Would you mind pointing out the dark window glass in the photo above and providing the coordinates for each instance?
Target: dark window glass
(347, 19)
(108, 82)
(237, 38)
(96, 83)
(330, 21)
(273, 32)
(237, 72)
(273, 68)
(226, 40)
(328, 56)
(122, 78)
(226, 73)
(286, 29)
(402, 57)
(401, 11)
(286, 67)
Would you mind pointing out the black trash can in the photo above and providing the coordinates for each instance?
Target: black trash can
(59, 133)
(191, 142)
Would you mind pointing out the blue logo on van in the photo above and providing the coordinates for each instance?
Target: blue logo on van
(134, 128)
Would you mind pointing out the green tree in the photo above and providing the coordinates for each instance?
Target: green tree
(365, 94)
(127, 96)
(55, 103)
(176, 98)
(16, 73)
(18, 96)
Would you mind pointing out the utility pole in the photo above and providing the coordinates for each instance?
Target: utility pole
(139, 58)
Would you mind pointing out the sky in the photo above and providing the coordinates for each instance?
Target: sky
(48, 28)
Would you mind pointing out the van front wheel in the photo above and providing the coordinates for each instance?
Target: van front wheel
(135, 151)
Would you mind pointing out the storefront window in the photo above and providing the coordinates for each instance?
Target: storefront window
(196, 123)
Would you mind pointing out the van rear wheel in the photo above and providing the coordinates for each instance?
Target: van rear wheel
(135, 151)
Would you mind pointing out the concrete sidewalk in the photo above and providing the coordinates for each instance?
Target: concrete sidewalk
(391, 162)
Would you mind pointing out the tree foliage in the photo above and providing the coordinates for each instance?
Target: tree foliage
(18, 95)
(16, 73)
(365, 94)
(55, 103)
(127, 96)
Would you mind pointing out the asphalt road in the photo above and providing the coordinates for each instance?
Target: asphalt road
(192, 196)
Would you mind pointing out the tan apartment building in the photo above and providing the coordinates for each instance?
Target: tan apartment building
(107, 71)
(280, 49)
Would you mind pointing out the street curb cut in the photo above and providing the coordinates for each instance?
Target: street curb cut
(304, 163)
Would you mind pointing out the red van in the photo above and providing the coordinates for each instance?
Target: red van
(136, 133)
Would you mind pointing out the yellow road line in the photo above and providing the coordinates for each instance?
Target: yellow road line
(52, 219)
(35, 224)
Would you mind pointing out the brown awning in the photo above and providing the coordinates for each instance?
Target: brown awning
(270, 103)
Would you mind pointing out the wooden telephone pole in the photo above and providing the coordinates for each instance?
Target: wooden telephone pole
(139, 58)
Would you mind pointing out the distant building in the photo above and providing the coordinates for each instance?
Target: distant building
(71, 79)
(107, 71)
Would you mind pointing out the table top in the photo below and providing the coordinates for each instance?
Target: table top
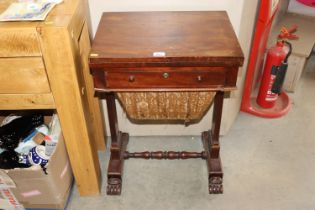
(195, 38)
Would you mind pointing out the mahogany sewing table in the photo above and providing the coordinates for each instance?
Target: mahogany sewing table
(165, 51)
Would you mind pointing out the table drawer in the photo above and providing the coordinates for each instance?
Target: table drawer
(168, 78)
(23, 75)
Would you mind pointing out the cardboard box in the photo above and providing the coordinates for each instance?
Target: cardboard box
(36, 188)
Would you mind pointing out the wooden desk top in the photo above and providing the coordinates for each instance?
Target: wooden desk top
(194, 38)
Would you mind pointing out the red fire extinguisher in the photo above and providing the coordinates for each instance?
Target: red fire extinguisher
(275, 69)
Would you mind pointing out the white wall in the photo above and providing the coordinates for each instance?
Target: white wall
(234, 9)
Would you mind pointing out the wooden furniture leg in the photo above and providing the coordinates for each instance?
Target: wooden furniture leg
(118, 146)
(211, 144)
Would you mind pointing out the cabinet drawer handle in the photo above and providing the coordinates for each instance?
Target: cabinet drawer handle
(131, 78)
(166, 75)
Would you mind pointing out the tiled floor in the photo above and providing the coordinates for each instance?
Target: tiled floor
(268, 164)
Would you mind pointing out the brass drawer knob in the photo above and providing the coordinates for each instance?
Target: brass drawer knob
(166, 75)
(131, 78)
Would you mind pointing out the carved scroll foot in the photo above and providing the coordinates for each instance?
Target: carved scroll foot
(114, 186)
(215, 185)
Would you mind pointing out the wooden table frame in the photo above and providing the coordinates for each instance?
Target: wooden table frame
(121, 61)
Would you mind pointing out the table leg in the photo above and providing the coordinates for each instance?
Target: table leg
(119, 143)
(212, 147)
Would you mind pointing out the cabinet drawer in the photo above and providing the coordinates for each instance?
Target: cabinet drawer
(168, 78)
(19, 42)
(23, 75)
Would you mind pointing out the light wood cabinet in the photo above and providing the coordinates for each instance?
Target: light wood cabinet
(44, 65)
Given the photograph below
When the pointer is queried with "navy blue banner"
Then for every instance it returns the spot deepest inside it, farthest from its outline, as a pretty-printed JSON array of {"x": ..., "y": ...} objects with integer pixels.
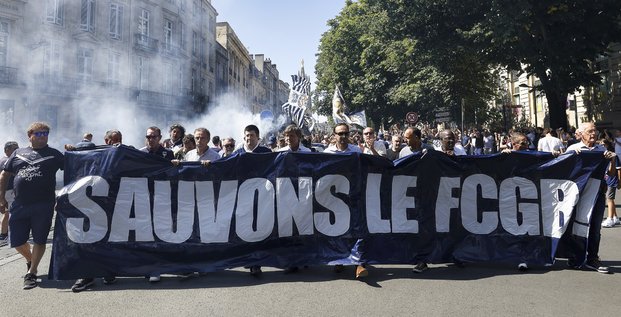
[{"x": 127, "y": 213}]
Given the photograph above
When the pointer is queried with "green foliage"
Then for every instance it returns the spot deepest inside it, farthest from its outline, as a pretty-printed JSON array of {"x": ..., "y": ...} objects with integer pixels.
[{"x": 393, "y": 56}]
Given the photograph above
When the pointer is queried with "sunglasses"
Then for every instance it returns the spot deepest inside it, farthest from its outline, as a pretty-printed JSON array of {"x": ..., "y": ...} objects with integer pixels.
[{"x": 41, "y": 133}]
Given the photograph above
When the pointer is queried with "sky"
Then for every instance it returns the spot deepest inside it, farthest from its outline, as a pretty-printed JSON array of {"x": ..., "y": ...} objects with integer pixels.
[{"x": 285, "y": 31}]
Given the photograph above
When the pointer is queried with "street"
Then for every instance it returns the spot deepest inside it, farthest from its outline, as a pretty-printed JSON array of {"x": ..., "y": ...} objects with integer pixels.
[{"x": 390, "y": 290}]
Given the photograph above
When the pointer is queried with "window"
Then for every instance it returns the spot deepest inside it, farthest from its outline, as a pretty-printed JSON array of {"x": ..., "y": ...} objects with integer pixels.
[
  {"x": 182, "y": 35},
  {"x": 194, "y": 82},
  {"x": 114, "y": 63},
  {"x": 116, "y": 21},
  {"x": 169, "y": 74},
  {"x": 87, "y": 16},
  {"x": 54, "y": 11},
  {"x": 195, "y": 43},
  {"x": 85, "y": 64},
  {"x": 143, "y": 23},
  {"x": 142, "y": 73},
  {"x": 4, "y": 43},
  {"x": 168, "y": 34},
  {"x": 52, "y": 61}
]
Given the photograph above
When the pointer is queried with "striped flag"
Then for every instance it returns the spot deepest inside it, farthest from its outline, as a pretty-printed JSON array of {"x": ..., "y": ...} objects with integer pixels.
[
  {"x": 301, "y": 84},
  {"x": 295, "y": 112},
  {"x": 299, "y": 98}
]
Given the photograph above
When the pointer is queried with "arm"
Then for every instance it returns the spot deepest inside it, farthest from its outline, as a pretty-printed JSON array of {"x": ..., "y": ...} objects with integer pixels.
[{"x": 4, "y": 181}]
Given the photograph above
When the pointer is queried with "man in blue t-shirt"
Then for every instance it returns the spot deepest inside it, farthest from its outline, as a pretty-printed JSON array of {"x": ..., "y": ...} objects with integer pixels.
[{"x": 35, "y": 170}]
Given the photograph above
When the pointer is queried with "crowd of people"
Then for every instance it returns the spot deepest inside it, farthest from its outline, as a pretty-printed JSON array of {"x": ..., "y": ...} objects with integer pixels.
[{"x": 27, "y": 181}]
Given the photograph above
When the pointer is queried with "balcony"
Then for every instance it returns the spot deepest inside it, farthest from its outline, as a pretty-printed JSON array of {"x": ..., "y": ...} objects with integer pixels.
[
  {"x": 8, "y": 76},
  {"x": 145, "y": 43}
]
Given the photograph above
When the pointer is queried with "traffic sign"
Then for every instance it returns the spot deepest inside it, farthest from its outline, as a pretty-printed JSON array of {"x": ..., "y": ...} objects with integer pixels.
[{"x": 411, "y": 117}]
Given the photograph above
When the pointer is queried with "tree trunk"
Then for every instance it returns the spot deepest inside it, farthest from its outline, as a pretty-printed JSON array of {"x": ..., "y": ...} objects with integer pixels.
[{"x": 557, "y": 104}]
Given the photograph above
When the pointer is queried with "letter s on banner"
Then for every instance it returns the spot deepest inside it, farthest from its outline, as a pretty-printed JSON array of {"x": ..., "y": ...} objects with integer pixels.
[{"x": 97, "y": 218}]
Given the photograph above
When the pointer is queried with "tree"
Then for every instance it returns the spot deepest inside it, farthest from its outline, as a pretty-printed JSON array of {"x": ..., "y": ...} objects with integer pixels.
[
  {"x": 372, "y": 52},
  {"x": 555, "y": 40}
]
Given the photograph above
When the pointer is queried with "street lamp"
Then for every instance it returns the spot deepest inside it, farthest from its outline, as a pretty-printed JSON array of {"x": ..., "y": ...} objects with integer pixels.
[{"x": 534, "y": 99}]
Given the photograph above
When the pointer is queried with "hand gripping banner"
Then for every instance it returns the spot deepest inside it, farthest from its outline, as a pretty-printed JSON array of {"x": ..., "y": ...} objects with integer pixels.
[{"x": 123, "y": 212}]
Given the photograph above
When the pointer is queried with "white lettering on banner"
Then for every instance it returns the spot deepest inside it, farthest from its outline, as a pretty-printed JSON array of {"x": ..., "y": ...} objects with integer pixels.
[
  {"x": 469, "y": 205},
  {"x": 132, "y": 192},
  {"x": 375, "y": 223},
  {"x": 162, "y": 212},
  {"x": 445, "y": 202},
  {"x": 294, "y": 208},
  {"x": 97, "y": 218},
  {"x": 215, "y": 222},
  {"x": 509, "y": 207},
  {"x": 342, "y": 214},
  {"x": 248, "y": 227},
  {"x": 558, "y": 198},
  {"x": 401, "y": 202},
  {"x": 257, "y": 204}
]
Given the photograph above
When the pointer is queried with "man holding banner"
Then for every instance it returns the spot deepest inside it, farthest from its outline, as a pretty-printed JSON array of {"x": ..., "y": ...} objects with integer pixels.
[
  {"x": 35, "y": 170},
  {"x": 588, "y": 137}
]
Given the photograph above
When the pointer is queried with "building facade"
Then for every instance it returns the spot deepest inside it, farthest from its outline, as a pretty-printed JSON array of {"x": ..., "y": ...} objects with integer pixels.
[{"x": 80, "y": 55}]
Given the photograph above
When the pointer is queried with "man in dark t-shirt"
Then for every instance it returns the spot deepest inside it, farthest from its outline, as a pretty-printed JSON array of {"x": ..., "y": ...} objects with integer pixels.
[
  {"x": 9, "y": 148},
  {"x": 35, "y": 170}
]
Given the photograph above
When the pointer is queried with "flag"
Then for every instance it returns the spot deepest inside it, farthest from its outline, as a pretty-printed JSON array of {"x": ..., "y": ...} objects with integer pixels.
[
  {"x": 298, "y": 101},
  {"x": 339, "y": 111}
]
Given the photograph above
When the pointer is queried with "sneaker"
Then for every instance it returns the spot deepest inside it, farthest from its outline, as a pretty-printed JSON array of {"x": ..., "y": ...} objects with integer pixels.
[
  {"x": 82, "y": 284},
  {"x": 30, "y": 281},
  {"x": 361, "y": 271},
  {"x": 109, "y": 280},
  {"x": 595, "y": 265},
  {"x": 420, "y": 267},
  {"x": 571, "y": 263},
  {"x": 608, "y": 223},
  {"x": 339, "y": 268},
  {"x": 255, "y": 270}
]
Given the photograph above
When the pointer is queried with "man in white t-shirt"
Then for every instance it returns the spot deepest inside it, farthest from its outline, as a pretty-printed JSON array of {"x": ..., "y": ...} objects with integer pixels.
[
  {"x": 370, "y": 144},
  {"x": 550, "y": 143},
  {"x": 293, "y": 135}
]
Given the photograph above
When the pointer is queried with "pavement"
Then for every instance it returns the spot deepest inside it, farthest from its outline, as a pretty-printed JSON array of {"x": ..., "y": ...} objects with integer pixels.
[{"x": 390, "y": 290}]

::::::

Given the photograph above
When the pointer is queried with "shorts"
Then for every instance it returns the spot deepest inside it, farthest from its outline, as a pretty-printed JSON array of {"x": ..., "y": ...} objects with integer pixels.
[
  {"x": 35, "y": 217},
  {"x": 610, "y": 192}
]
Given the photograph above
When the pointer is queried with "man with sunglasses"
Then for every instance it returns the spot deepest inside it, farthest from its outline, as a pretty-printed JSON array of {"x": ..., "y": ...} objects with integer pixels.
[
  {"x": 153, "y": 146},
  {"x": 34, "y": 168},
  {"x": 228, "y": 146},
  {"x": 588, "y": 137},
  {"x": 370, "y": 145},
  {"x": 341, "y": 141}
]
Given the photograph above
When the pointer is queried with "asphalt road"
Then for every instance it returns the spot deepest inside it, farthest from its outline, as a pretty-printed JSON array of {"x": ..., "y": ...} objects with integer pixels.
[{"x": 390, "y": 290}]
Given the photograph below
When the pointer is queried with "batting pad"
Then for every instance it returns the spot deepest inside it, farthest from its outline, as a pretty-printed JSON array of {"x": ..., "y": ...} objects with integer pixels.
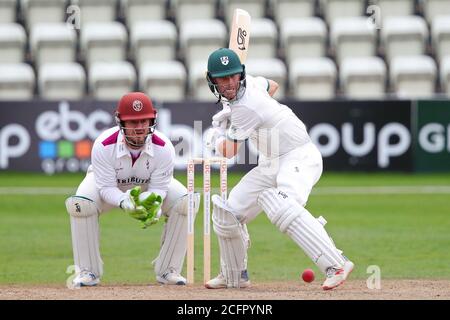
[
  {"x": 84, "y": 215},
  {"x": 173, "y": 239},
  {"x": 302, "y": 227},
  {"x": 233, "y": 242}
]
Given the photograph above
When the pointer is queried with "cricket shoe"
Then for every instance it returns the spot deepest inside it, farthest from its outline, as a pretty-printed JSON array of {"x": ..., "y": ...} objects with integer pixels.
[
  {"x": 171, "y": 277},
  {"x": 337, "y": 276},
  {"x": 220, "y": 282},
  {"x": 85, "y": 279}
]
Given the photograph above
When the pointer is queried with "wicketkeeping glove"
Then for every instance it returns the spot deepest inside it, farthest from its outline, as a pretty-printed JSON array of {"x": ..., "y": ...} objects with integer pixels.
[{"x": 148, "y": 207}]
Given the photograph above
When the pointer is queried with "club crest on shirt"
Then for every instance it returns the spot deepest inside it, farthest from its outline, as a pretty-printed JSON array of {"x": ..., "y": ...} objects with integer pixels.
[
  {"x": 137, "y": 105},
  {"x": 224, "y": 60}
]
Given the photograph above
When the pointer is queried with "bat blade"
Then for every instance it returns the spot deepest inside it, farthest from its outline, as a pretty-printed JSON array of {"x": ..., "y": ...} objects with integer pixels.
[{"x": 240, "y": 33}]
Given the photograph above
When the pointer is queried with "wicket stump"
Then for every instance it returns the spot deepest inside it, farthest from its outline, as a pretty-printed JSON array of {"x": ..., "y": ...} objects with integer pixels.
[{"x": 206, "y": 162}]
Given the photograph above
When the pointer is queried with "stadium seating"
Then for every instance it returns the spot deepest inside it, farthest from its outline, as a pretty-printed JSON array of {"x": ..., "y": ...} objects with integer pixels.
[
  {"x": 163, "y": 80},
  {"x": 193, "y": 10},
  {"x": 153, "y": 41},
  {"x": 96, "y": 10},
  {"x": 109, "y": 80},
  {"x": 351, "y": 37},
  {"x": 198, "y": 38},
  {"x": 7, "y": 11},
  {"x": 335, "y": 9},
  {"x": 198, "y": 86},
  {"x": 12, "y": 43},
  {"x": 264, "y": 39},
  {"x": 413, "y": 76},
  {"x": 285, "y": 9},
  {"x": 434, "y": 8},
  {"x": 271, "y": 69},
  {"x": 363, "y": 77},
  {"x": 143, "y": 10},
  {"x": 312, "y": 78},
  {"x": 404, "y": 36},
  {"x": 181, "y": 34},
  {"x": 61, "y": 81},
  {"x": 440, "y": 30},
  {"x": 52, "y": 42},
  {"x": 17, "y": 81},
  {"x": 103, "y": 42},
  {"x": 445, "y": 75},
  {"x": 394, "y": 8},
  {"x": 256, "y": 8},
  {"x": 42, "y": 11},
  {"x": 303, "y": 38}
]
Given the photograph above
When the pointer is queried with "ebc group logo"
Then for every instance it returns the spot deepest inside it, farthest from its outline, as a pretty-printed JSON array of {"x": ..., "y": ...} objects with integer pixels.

::::::

* CHALLENGE:
How many lines in the data above contain the string "cabinet"? Reply with the number alone.

* FULL OUTPUT:
6